* Extract provided *
|---|
Learning to sit with art in discomfort
Hello!
And welcome to the latest installment of The Intangibles. I have been remiss in updating y’all – in large part because it’s a privilege to be invited into your inboxes and I don’t want to overstay my welcome. A lot has happened in the last few months, including the soft launch of a new coaching and mentorship part of my services portfolio. If you’re stuck on a writing project or just want some support, you can book a short call to see how we might best work together.
I also held my first Creative Mornings workshop, trying out a more interactive means of sharing my expertise with the broader world. The workshop picked up where my Vox piece — How to Look at Art — left off. If you missed it, I’ll be holding a variation on the theme called 13 Ways of Writing About Art for the London Writer’s Salon in early June; you’re welcome to join (for a small fee if you’re not a member) if you’re curious to learn more about the process of writing about art or using the visual arts as writing inspiration.
One of the things I wrestled with both in writing the Vox piece and in creating the presentation was the notion of discomfort and how, often, when we think we don’t “get” a work of art what we’re really saying is I don’t understand and I’m uncomfortable in that unknowing. For me, learning to appreciate art arose out of a similar experience with an Abstract Expressionist’s work at the Museum Ludwig in Cologne. A friend who had studied art history sat with me and talked me through it and in the end, that painting remains one of my favorites because of the context in which I was introduced to it. So I wanted, in that Creative Mornings workshop, to ask people to step outside of their comfort zones and into the context of the moment.
My initial plans were to include some really powerful works by Gregg Deal, the Indigenous artist I spoke with for the Vox story, whose work I became acquainted with in Denver and whose art challenges me anew every time I see it. For copyright reasons, though, I can’t reproduce it so you’ll have to head to his website or Instagram and have a look for yourself. He has a really extraordinary reflection at the Ogden Contemporary in Utah that just opened as part of an exhibition reconsidering the mythology of American westward expansion that gave me pause. Tasked with taking a cross-country train trek to inspire a unique piece for this show, Deal’s resulting work ties in the role that Christianity played in driving the Indigenous population from their homes. Pop over to his Instagram if you want to see his exhibit outside of the museum context and read his artist’s statement on it.
|---|
* Excerpted records *
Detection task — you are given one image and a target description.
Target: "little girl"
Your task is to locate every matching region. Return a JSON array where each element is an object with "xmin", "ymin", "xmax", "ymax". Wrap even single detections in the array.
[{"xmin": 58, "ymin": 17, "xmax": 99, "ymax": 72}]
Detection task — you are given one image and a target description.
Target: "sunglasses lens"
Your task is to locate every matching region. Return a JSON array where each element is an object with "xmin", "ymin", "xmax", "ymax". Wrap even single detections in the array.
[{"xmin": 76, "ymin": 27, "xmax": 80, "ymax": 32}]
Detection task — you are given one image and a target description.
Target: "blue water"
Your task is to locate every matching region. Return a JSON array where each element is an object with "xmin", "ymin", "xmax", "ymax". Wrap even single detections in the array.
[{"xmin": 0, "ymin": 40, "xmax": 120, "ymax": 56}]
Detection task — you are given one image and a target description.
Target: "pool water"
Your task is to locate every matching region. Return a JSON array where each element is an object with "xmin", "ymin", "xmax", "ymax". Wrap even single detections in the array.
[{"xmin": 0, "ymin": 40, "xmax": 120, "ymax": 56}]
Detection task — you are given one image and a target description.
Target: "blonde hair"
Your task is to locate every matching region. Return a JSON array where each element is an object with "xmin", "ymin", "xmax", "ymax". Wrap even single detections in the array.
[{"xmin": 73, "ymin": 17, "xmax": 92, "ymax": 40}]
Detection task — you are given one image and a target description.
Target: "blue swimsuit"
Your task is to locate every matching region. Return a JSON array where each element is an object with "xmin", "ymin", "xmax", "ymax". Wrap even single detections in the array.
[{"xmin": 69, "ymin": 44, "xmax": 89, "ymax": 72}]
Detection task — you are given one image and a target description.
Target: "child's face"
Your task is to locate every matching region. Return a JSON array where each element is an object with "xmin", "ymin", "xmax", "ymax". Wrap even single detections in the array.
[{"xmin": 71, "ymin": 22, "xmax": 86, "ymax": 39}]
|---|
Answer these questions from the newsletter on sitting with art in discomfort:
(a) For which group will the session called "13 Ways of Writing About Art" be held in early June?
(b) In which museum did the writer's experience with an Abstract Expressionist's work take place?
(c) In which city did the writer first come to know Gregg Deal's work?

* Task result *
(a) The London Writer's Salon.
(b) The Museum Ludwig in Cologne.
(c) Denver.